健康水準と健康指標についてそれぞれ書いていきます。
参考にしてみてください。
目次
健康水準とは
ある指標や基準(物差し)によって示すことができる水準、つまり健康の程度が健康水準です。
その指標や基準となるものが、後で詳しく書いきますが、死亡率、平均余命、有病率などの「健康指標」です。
健康指標を使えば、都道府県間や国際間での健康水準の比較をすることができます。
集団の健康水準は、公衆衛生活動などによって向上させることができます。そのため、その活動の評価や行政の目標としても使われます。
これらの統計情報は、保健統計や衛生統計ともいわれます。
統計調査の方法に、国勢調査、人口動態統計調査、患者調査、国民生活基礎調査、国民健康・栄養調査などがあります。
健康指標とは
健康水準を求めるために用いるのが健康指標です。
健康指標は大きく3つに分けられます。
①死亡をもとにした指標
②出生をもとにした指標
③国民の傷病構造とその影響について、世帯と医療施設への調査をもとにした指標
①死亡をもとにした指標
死亡率(粗死亡率)とは
ある集団の1年間の死亡数をその年の人口で割り、人口千対の数値で表します。
分母の人口数は年の中間の時期(中央人口)を分母として使います。年のはじめと終わりでは異なるので、新学期などの時期を避けるためです。
国勢調査の関係で10月1日の人口が用いられます。
年齢調整死亡率とは
ある集団間での年齢の格差をなくすため、集団の年齢構成を等しく(標準化)して計算しなおした死亡率です。
高齢者の多い集団と少ない集団では、前者の方が死亡率が高くなってしまうのでそれを修正するためです。
現在は、昭和60年の日本人口の寝例構成をもとに平成2年から基準となる「モデル人口」を作り、これによって計算しなおしています。

- [データ内容]:
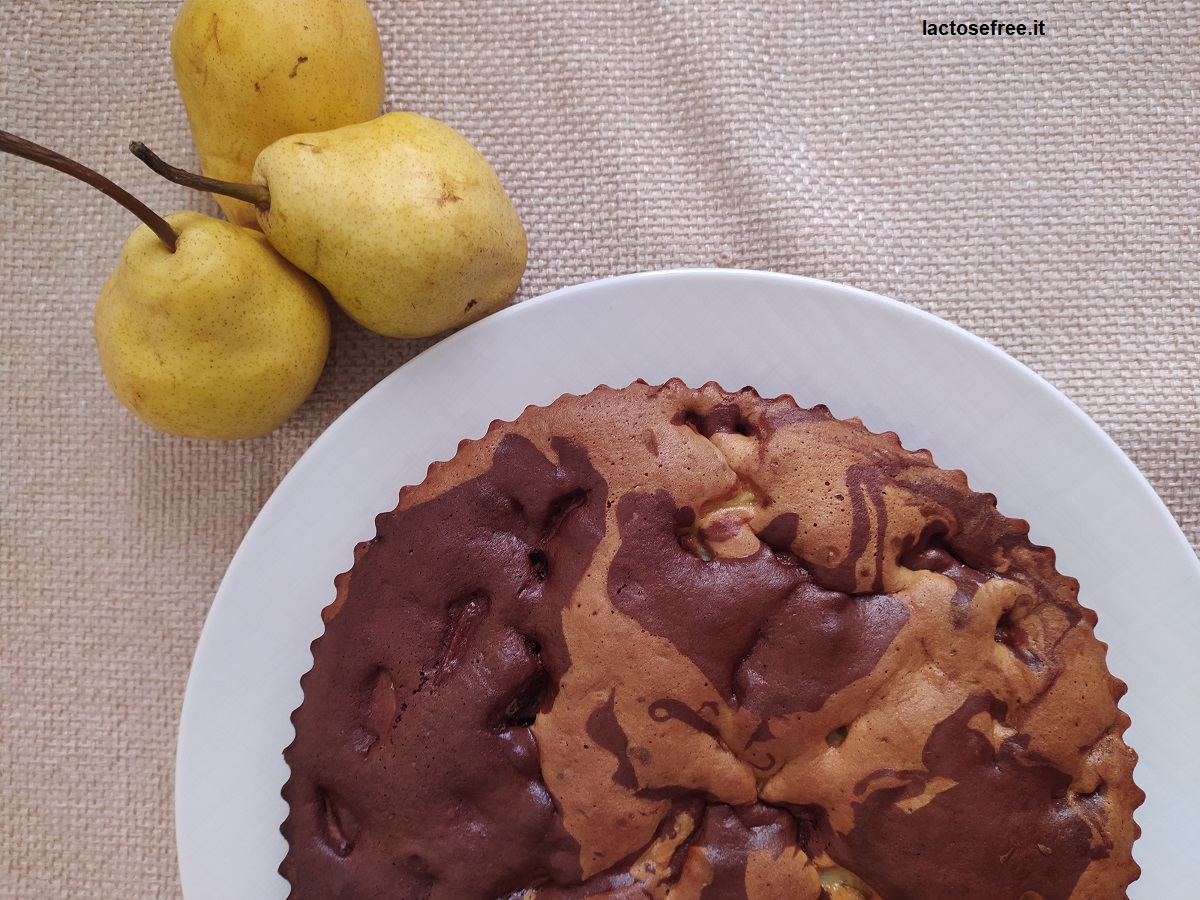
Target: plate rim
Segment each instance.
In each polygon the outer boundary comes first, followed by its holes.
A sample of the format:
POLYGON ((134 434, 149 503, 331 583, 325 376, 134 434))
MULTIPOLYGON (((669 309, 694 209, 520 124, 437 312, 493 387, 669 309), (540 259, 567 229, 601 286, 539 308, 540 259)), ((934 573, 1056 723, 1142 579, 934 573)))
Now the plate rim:
MULTIPOLYGON (((976 352, 982 352, 988 354, 994 362, 997 365, 1003 365, 1009 370, 1012 374, 1021 379, 1032 379, 1037 384, 1040 391, 1049 391, 1056 397, 1056 402, 1062 406, 1063 409, 1069 410, 1075 418, 1075 425, 1084 427, 1090 432, 1090 437, 1093 440, 1098 440, 1105 451, 1105 455, 1111 457, 1110 462, 1117 463, 1122 469, 1126 478, 1132 479, 1132 484, 1138 485, 1139 488, 1139 500, 1148 508, 1153 509, 1154 518, 1159 520, 1158 524, 1165 527, 1168 533, 1172 534, 1177 546, 1174 547, 1174 552, 1183 558, 1183 552, 1186 551, 1187 558, 1190 560, 1190 577, 1200 583, 1200 558, 1196 557, 1194 548, 1188 542, 1186 535, 1182 532, 1178 522, 1176 521, 1174 514, 1166 506, 1165 502, 1157 493, 1153 486, 1150 484, 1148 479, 1138 469, 1129 456, 1121 449, 1118 444, 1108 434, 1104 428, 1102 428, 1091 416, 1088 416, 1070 397, 1068 397, 1063 391, 1056 388, 1042 374, 1032 370, 1026 364, 1016 360, 1014 356, 1006 353, 1003 349, 986 341, 985 338, 943 319, 931 312, 922 310, 911 304, 906 304, 888 296, 875 294, 862 288, 839 284, 836 282, 824 281, 820 278, 814 278, 810 276, 793 275, 778 271, 766 271, 756 269, 727 269, 727 268, 703 268, 703 266, 686 266, 686 268, 673 268, 673 269, 659 269, 652 271, 630 272, 624 275, 613 275, 596 280, 589 280, 578 282, 575 284, 564 286, 554 290, 542 293, 538 296, 529 298, 518 304, 515 304, 505 310, 502 310, 492 316, 481 319, 460 331, 445 336, 443 340, 432 344, 431 347, 424 349, 421 353, 413 356, 410 360, 397 367, 391 373, 383 377, 378 383, 372 385, 366 390, 359 398, 350 403, 340 415, 337 415, 330 425, 313 439, 313 442, 305 449, 296 462, 289 468, 289 470, 280 479, 276 487, 272 490, 270 497, 264 502, 259 511, 256 514, 253 521, 247 528, 245 535, 236 551, 229 559, 229 564, 217 586, 217 589, 212 596, 208 613, 205 614, 204 626, 200 630, 200 635, 196 643, 194 655, 190 665, 188 677, 184 689, 184 695, 180 704, 180 713, 178 719, 178 731, 176 731, 176 754, 175 754, 175 767, 174 767, 174 823, 175 823, 175 836, 176 836, 176 859, 180 869, 180 881, 181 889, 185 895, 188 892, 188 878, 185 872, 186 864, 185 857, 187 852, 185 851, 184 841, 187 834, 188 826, 184 822, 184 810, 186 803, 181 804, 181 796, 186 791, 186 786, 190 784, 190 773, 185 770, 186 762, 186 748, 185 742, 188 734, 194 732, 198 727, 194 721, 197 715, 196 707, 196 691, 199 688, 199 680, 203 676, 202 666, 202 654, 211 654, 209 644, 215 640, 214 629, 210 628, 210 622, 215 617, 222 613, 224 606, 229 602, 228 594, 232 588, 230 584, 234 583, 235 578, 239 577, 239 571, 242 565, 246 564, 245 554, 250 551, 245 550, 247 546, 253 547, 253 544, 258 539, 259 532, 268 527, 271 517, 275 515, 275 510, 286 504, 287 498, 290 492, 295 488, 295 485, 301 482, 305 478, 307 470, 317 464, 325 452, 326 446, 336 444, 343 431, 350 428, 355 418, 360 413, 355 410, 361 410, 370 407, 371 403, 376 402, 371 400, 372 397, 379 397, 385 395, 389 390, 394 389, 394 385, 403 378, 404 372, 413 373, 414 371, 424 370, 425 367, 436 367, 443 356, 452 355, 458 352, 460 346, 467 346, 470 341, 487 330, 502 328, 504 323, 508 322, 520 322, 527 316, 539 316, 540 310, 544 310, 547 305, 558 304, 568 305, 580 296, 584 296, 595 290, 612 290, 618 292, 625 289, 625 286, 649 286, 655 287, 655 282, 660 284, 671 284, 686 282, 688 280, 700 278, 704 281, 728 281, 732 283, 752 283, 760 282, 762 284, 785 284, 792 288, 798 288, 800 290, 809 289, 816 292, 833 292, 835 294, 842 295, 845 298, 851 298, 857 302, 877 305, 882 304, 886 308, 889 308, 901 316, 911 316, 914 322, 922 322, 935 330, 949 329, 949 334, 954 334, 959 340, 966 340, 970 346, 972 346, 976 352)), ((623 386, 623 385, 612 385, 623 386)), ((692 385, 698 386, 698 385, 692 385)), ((730 389, 736 389, 742 385, 725 385, 730 389)), ((469 436, 470 437, 470 436, 469 436)), ((473 436, 478 437, 478 436, 473 436)), ((433 460, 428 461, 430 463, 433 460)), ((400 485, 397 484, 397 491, 400 485)), ((379 510, 383 511, 383 510, 379 510)), ((289 710, 290 714, 290 710, 289 710)), ((282 748, 280 748, 282 751, 282 748)))

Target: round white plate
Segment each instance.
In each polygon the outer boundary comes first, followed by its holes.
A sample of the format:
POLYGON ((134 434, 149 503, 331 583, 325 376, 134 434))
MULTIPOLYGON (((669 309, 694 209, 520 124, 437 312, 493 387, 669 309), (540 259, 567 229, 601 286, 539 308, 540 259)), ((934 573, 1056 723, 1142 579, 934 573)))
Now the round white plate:
POLYGON ((175 815, 187 900, 286 898, 283 748, 334 576, 402 485, 494 419, 673 376, 827 404, 928 448, 1032 524, 1129 683, 1146 804, 1133 898, 1200 883, 1200 563, 1129 460, 1030 370, 948 323, 836 284, 736 270, 631 275, 484 319, 385 378, 264 505, 214 600, 184 701, 175 815))

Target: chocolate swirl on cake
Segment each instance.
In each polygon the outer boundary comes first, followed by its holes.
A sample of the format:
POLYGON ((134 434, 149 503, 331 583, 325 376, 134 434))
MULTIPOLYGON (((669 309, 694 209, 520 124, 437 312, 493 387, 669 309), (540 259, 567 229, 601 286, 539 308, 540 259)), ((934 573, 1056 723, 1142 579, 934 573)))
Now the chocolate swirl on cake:
POLYGON ((337 580, 292 896, 1123 898, 1124 685, 1027 532, 750 389, 497 422, 337 580))

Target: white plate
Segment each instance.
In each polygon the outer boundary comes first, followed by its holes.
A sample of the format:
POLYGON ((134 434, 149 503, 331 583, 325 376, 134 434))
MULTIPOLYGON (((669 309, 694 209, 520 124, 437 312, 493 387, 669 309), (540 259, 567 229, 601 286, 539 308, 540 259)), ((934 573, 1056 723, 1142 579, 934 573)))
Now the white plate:
POLYGON ((1133 898, 1200 883, 1200 563, 1146 480, 1064 396, 910 306, 836 284, 677 270, 565 288, 436 344, 318 438, 264 505, 217 592, 179 733, 187 900, 284 898, 282 750, 334 576, 404 484, 493 419, 637 378, 791 394, 895 431, 967 472, 1056 548, 1100 617, 1146 804, 1133 898))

- [実施事項]: 健康水準と健康指標に関する本文から、「健康指標を使えば、都道府県間や国際間での健康水準の比較をすることができます。」を含む語句で始まり「ある集団の1年間の死亡数をその年の人口で割り、人口千対の数値で表します。」で終わる部分を、一字一句変えずに出力してください。 本文の記述のみを根拠としてください。

- [回答内容]:
健康指標を使えば、都道府県間や国際間での健康水準の比較をすることができます。
集団の健康水準は、公衆衛生活動などによって向上させることができます。そのため、その活動の評価や行政の目標としても使われます。
これらの統計情報は、保健統計や衛生統計ともいわれます。
統計調査の方法に、国勢調査、人口動態統計調査、患者調査、国民生活基礎調査、国民健康・栄養調査などがあります。
健康指標とは
健康水準を求めるために用いるのが健康指標です。
健康指標は大きく3つに分けられます。
①死亡をもとにした指標
②出生をもとにした指標
③国民の傷病構造とその影響について、世帯と医療施設への調査をもとにした指標
①死亡をもとにした指標
死亡率(粗死亡率)とは
ある集団の1年間の死亡数をその年の人口で割り、人口千対の数値で表します。